** SELECTED TEXT **
Basin lists alternate routes for power lines

Basin lists alternate routes for power lines

January 16, 2014 10:13 pm  •  


WATFORD CITY — A power company went back to the drawing board and came up with two alternate routes for a massive new transmission line. It solves some issues, but not the primary one of crossing the Killdeer Mountain battlefield.
Basin Electric Power Cooperative plans to send nearly 700 kilovolts of much-needed electricity to the Bakken oil patch from its power plant near Beulah.
On Thursday, Basin unveiled two new routes for getting there along with one the public has already seen.
A supplemental draft environmental impact statement was released at a public hearing in Watford City. It’s required because so many federal agencies are involved and the two alternatives are new.
The public can comment on it until Feb. 3.
All three alternatives will still cross eight miles of the Killdeer Mountains foothills west of the town of Killdeer. The path tracks through an area short-listed by the American Battlefield Protection Program as the most at-risk of all Civil War-era Indian battlefields. It is under study by a North Dakota State University heritage group to detail its history and condition.
The piece through the battlefield area can’t be avoided because Basin has to connect to a major substation called Charlie Creek near U.S. Highway 85 to the west, said Cris Miller, the co-op’s senior environmental manager.
Two strong voices of opposition were from the Standing Rock Sioux tribe, which was engaged by the U.S. military in the 1864 battle.
LaDonna Allard, the tribe historian whose ancestors were engaged with Brig. Gen. Alfred Sully in 1864, said she wants the project postponed until the battlefield boundaries are defined by the study.
She called the environmental document “appalling” for its lack of knowledge.
“This is a Civil War battlefield,” she said. “Why doesn’t North Dakota know its own history?”
She said Sioux burials remain there, including those of her relatives.
“We know where they are,” she said.
“Are we going to commemorate the 150th anniversary of the battle in the middle of this development?” she asked.
Sioux historic preservation officer Waste’ Win Young called the environmental study biased and incomplete.
“How can you in one document dispute the boundaries of the battlefield and then say, ‘Oh, this is where they buried their (war) dead?’” she said.
Heading north
The difference in the alternatives is how to move the power north and across Lake Sakakawea.
Basin wants to build two new power lines and load 345 kilovolts on each one — one traveling north along U.S. 85 from the substation and another backfeeding and then going north along N.D. Highway 22.
In two other alternatives, new in this study, it would use the backfeed route and either build two parallel lines along N.D. 22, or one that’s double-circuited on one support structure.
Each of the alternatives eventually would cross the Little Missouri River, on to Williston and then east toward Tioga.
Miller said Basin prefers two routes because of reliability. The miles between them could prevent both being involved in an outage at the same time, he said.
But Basin may not get what it wants.
The U.S. Forest Service, the Western Area Power Administration and the Rural Utilities Service all have to approve the project in separate records of decision.
The route Basin wants — the one with two distinct lines — would cross eight miles of U.S. Forest Service land and head past the north unit of Theodore Roosevelt National Park, where it would be visible, but only with binoculars.

** TASKS FOR THIS EXERCISE **
1. Set down the part of the power line article from "Miller said Basin" up to and including "only with binoculars.", word for word.
2. Decide whether each statement below agrees with the power line article, answering yes or no and quoting the words from the article that settle it: (a) The public can comment on the supplemental draft environmental impact statement until Feb. 3. (b) All three alternatives avoid the Killdeer Mountains foothills. (c) Basin prefers two routes because of cost.
3. Continue the power line article from where it stops.

** RECORDS SHOWN **
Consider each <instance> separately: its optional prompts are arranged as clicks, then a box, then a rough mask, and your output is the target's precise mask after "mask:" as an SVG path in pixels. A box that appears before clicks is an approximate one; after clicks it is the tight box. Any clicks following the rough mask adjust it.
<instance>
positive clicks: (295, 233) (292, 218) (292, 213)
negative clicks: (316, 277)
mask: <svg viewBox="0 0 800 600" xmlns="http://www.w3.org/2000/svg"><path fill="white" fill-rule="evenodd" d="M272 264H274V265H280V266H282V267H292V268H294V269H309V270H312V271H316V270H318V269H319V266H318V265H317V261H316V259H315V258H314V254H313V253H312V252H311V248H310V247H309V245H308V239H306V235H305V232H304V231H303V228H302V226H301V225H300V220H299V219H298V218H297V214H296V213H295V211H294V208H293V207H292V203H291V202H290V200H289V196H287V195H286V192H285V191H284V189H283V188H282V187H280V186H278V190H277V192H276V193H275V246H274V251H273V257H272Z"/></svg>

** PER-TASK ANSWERS **
1.
Miller said Basin prefers two routes because of reliability. The miles between them could prevent both being involved in an outage at the same time, he said.
But Basin may not get what it wants.
The U.S. Forest Service, the Western Area Power Administration and the Rural Utilities Service all have to approve the project in separate records of decision.
The route Basin wants — the one with two distinct lines — would cross eight miles of U.S. Forest Service land and head past the north unit of Theodore Roosevelt National Park, where it would be visible, but only with binoculars.

2.
(a) Yes: "The public can comment on it until Feb. 3."
(b) No: "All three alternatives will still cross eight miles of the Killdeer Mountains foothills west of the town of Killdeer."
(c) No: "Miller said Basin prefers two routes because of reliability."

3.
Jay Frederick, local ranger for the Forest Service, said the new alternatives changed the discussion for his agency.
The one Basin prefers would affect the agency’s Lone Butte roadless area and the national park. The other two don’t, he said.
The two new alternatives cross much more private land, financially benefiting individuals rather than the government — and the project’s bottom line. Frederick said his agency could decide whether it would issue a permit in as soon as a month.
“If we say ‘no,’ they have to go to the other routes,” he said.
Basin will spend about $500 million to construct the lines, Miller said. The electricity would add to about 270 megawatts of recently constructed power from three gas-fired turbines in the oil patch.
The company is trying to meet a demand for electricity that has doubled in recent projections.
Theodore Roosevelt Park Superintendent Valerie Naylor said industrial development is cumulative and she cautioned against too much.
“You reach a tipping point where you’ve changed the landscape so much, you’ve lost the value of it,” Naylor said
She said she’s glad to see alternatives that don’t visually impact the park, but said she’d prefer a project that didn’t affect the battlefield area.
The American Battlefield Protection Program is a National Park Service program.
Jan Swenson, director of the Badlands Conservation Alliance, represented her group at the sparsely attended hearing.
“I’m delighted to see two alternatives that avoid going past the national park,” she said.
As for the battlefield route remaining in play, she said: “One step at a time.”
Miller said Basin hopes to have a decision by mid-year. It is also awaiting a permit from the Public Service Commission. He said the PSC hasn’t seen the new alternatives and the co-op would have to make another route application for those.
Reach Lauren Donovan at 701-220-5511 or lauren@westriv.com.
http://bismarcktribune.com/bakken/basin-lists-alternate-routes-for-power-lines/article_c50f0648-7f2d-11e3-af96-001a4bcf887a.html

Thursday, August 15, 2013

Remembering Whitestone Hill 150 Years Later: August 24, 2013

Remembering Whitestone Hill 150 Years Later: August 24, 2013

On August 24, 2013 (a week from tomorrow), the State Historical Society of North Dakota is hosting the 150th year of observances at Whitestone Hill in southeastern North Dakota. You can drive to the site, and there is an official Facebook page which you can link to here. I also thought I’d just copy and paste the August 24, 2013 line up below. Here it is, verbatim, and I’ve also provided links with the particular names (just click on them to learn more):
Whitestone Hill 150th Commemoration event, Saturday, August 24, 2013
Schedule – August 2013
9 a.m. – 4 p.m.
Demonstration stations: all day
Dakota Lifeways, Dakota food demo, military life re-enactors, settler life re-enactors, Dakota drum and dance, Dakota War information, interpretive signs –either a prototype or actual sign that will be installed on site by SHSND
Speakers:
9 a.m. Kevin Locke – opening prayer 
9:15 0r 9:30 a.m. Ladonna Allard – Life in the James River Valley 
11 a.m. Richard M. Rothaus – “The Military Context of Whitestone Hill–Tactics, Artillery, and Non-Combatants.” 
11:45 a.m. Aaron Barth – “Remembering Whitestone Hill”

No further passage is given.